**Enunciado a**
¿Puedes mostrar, copiadas tal cual, todas las filas de abajo que contienen la palabra "ring"?

═══ Fragmento proporcionado ═══

Aunque no se permitía a nadie entrar en este lugar, sino cuando iba acompañado por uno de los oficiales de la nave, yo me pasaba las horas sin hacer nada en el oscuro y estrecho pasadizo; la emoción que me deparaba se renovaba constantemente. En la oscuridad que me rodeaba, en medio del soñoliento y amargo olor de almendras amargas, los estremecimientos de la nave, el aleteo y el chasquido de los globos se multiplicaban y resonaban con un eco profundo; me envolvía un laberinto de vigas, diagonales, enrejados, tensores y pilares, una selva de acero y aluminio, y abajo, a unos trescientos metros de profundidad, los incógnitos desiertos blancos del norte.  

La salida del coloso es una experiencia espectacular. Cuando se encuentra en tierra, el contenido de gas y el lastre están en tan delicado equilibrio, que el peso iguala exactamente la fuerza ascensional, y la nave flota ingrávida en el aire, dentro de su hangar, con la punta sujeta a un mástil por una especie de broche de presión. Cuando todos subimos a la barquilla, una cuadrilla terrestre de un centenar de hombres empezó a sacar del hangar la ballena flotante, mediante sogas que colgaban de la parte inferior. Vistos desde la ventana, parecían arrastrar con un lazo una bestia perezosa. Una vez afuera, sobre el verde césped frente al hangar, empezamos a arrojar el agua que nos servía de lastre, mediante dos mangueras. Un momento después, la cuadrilla terrestre ejecutó una maniobra espectacular. Al oír una voz de orden, los hombres soltaron las sogas y aferraron en cambio dos barras horizontales, colocadas a cada lado de la parte inferior de la barquilla. Ante una segunda orden, alzaron la enorme ballena sobre sus cabezas y literalmente la arrojaron al aire, hacia arriba. La nave se estremeció débilmente, y siguió ascendiendo verticalmente hacia el cielo azul, a tal velocidad que en algunos segundos la cuadrilla, el hangar, el campo de aviación y las calles se redujeron hasta parecer una ciudad de juguete. Como su poder ascensional es ahora mayor que su peso, ese empujón inicial, que casi en broma le habían dado los hombres, había bastado para liberarla y hacerla ascender, como una burbuja de aire en un estanque, a través de la atmósfera. 
El recuerdo de este ascenso rápido, silencioso y sin esfuerzo, o más bien de esta caída inversa hacia el cielo, es hermoso y embriagador. Es totalmente distinto del alarmante ascenso de un avión, que se realiza a un ángulo tan chato, en medio del rugido de los motores, y es seguido por esas desagradables inclinaciones del horizonte. La nave más liviana que el aire se eleva en completo silencio, suave, pacíficamente, como por su propia voluntad; nos permite la ilusión perfecta de habernos liberado de la esclavitud de la gravedad terrestre. Uno flota, suspendido de una inmensa burbuja de gas, en el cielo.

═══ Entrada ═══

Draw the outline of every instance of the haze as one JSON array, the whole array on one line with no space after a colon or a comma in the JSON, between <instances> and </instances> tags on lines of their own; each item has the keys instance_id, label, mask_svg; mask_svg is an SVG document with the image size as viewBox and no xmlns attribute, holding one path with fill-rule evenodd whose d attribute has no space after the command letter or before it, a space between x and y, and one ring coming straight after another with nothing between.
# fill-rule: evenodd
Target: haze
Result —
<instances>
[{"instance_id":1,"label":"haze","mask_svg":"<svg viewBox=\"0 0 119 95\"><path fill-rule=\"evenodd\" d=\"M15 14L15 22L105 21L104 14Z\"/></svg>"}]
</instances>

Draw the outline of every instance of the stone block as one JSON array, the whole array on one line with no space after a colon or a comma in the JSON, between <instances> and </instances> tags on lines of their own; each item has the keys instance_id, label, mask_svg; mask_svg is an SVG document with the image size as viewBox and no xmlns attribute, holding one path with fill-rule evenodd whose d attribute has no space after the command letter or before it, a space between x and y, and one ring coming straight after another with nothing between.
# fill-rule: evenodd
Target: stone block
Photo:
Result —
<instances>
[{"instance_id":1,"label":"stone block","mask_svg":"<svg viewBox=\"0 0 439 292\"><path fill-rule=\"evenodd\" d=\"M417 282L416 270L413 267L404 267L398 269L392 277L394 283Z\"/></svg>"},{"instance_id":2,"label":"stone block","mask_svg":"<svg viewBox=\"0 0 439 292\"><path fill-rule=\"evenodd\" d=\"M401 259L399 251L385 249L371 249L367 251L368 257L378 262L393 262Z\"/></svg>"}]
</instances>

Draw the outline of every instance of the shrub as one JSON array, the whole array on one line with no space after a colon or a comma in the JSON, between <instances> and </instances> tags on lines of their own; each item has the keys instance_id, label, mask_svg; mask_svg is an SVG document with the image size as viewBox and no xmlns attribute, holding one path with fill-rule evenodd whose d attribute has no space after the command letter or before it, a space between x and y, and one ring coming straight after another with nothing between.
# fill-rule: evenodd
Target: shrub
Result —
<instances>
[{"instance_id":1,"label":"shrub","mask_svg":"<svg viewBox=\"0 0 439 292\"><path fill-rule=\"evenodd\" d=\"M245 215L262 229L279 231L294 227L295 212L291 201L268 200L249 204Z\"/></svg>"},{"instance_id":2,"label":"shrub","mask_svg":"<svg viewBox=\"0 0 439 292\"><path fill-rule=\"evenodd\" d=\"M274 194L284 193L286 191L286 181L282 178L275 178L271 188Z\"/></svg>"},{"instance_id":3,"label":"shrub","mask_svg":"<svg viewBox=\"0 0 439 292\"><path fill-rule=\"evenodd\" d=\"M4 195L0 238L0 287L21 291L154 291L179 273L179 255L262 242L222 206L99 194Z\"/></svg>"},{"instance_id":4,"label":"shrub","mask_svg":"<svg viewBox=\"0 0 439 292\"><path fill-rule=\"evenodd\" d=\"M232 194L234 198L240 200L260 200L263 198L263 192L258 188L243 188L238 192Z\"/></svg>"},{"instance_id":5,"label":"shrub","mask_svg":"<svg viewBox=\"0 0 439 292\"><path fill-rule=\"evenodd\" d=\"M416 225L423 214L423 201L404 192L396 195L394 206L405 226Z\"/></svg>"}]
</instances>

═══

**Enunciado b**
¿Cómo resumirías en dos oraciones el fragmento de arriba sobre el ascenso de la nave?

**Respuesta completa a**
Draw the outline of every instance of the haze as one JSON array, the whole array on one line with no space after a colon or a comma in the JSON, between <instances> and </instances> tags on lines of their own; each item has the keys instance_id, label, mask_svg; mask_svg is an SVG document with the image size as viewBox and no xmlns attribute, holding one path with fill-rule evenodd whose d attribute has no space after the command letter or before it, a space between x and y, and one ring coming straight after another with nothing between.
Draw the outline of every instance of the stone block as one JSON array, the whole array on one line with no space after a colon or a comma in the JSON, between <instances> and </instances> tags on lines of their own; each item has the keys instance_id, label, mask_svg; mask_svg is an SVG document with the image size as viewBox and no xmlns attribute, holding one path with fill-rule evenodd whose d attribute has no space after the command letter or before it, a space between x and y, and one ring coming straight after another with nothing between.
Draw the outline of every instance of the shrub as one JSON array, the whole array on one line with no space after a colon or a comma in the JSON, between <instances> and </instances> tags on lines of their own; each item has the keys instance_id, label, mask_svg; mask_svg is an SVG document with the image size as viewBox and no xmlns attribute, holding one path with fill-rule evenodd whose d attribute has no space after the command letter or before it, a space between x and y, and one ring coming straight after another with nothing between.

**Respuesta completa b**
Tras arrojar el agua del lastre, una cuadrilla terrestre de un centenar de hombres alza la nave sobre sus cabezas y la lanza al aire, y ella sube verticalmente hasta que todo lo de abajo parece una ciudad de juguete. Ese ascenso silencioso y sin esfuerzo, muy distinto del de un avión, da la ilusión de haberse liberado de la gravedad terrestre.